__About this task__
Exact reproduction, images excluded: write out the records below.

__Extracted entries__
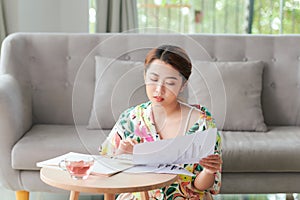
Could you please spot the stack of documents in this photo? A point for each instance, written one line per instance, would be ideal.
(161, 156)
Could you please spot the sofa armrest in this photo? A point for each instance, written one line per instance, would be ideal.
(15, 120)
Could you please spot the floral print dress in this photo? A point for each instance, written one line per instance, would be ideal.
(138, 123)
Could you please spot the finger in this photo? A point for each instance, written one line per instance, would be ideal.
(211, 166)
(131, 141)
(216, 161)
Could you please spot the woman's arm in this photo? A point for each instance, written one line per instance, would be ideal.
(205, 179)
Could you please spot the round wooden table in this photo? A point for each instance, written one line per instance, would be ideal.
(109, 186)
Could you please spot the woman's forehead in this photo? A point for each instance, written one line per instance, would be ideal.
(162, 69)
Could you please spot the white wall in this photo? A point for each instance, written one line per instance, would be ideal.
(46, 15)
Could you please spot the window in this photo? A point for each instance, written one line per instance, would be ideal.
(216, 16)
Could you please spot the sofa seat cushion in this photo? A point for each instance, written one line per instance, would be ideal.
(274, 151)
(43, 142)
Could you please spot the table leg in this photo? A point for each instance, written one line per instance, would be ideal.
(74, 195)
(108, 196)
(145, 195)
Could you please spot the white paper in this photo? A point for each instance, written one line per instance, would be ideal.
(102, 165)
(164, 169)
(179, 150)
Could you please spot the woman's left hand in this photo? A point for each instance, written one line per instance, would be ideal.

__Task answer__
Could you please spot the stack of documents in this photo? A point for each instance, written one line per instance, would be ideal.
(161, 156)
Could you please spot the sofa armrest in this photo? A point for each instance, written one line per instance, would be ideal.
(15, 120)
Could you please spot the floral print dress in this photo? A point for each instance, written one line per instance, would be ideal.
(138, 123)
Could you please spot the finger in this photo? A point for each instance, written one line per instance, would be ideal.
(211, 166)
(131, 141)
(216, 161)
Could you please spot the woman's arm in this photo? A point for each instance, written one line per instance, would be ideal.
(205, 179)
Could you please spot the round wooden table in this photo? A point for each instance, written one line per instance, would be ideal.
(109, 186)
Could you please spot the woman's forehead in this photo? A point for each instance, written one line per instance, would be ideal.
(162, 69)
Could you please spot the white wall in this photo? A point for each instance, written one line per instance, would be ideal.
(46, 15)
Could you please spot the window in this photo? A point for each instance, written one line per instance, would be ideal.
(216, 16)
Could you please spot the sofa seat cushion in this photo? A point for each instance, written one line per instance, would be ideal.
(274, 151)
(43, 142)
Could you please spot the table leg in this photo? A point for each instance, written one line per instance, would be ideal.
(74, 195)
(108, 196)
(145, 195)
Could you please spot the white paper in this photo? A point for each instance, written one line per instance, would be ideal.
(102, 165)
(164, 169)
(179, 150)
Could you please spot the woman's left hand in this photo? A point for each instance, written one line per instance, would be ideal.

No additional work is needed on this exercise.